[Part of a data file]
..........

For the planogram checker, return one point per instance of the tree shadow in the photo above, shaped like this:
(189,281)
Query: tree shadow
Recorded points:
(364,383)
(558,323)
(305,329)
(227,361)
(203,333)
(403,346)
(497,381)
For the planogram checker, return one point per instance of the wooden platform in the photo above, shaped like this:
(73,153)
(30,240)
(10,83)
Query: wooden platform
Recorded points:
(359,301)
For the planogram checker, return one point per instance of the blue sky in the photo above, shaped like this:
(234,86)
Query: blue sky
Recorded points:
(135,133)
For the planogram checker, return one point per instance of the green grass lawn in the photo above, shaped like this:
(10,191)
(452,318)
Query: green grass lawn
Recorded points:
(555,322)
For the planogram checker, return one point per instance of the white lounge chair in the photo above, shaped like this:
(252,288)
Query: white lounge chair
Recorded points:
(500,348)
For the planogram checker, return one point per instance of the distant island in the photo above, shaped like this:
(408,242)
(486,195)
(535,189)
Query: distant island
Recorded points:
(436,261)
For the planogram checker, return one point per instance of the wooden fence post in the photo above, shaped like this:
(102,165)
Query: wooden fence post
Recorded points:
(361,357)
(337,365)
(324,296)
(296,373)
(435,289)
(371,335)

..........

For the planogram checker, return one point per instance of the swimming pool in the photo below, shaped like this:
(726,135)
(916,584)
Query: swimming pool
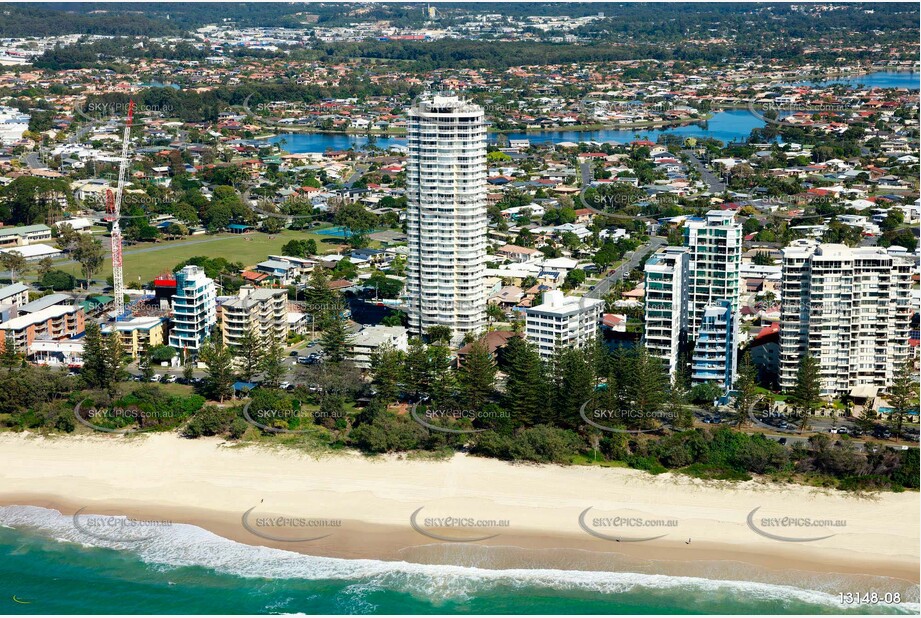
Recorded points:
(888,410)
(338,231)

..........

Copy out each line from the data file above that contains the word "post".

RESULT OF THE TASK -
For the planogram checker, return one point per instance of the wooden fence post in the photo above, shaped like this:
Query: wooden fence post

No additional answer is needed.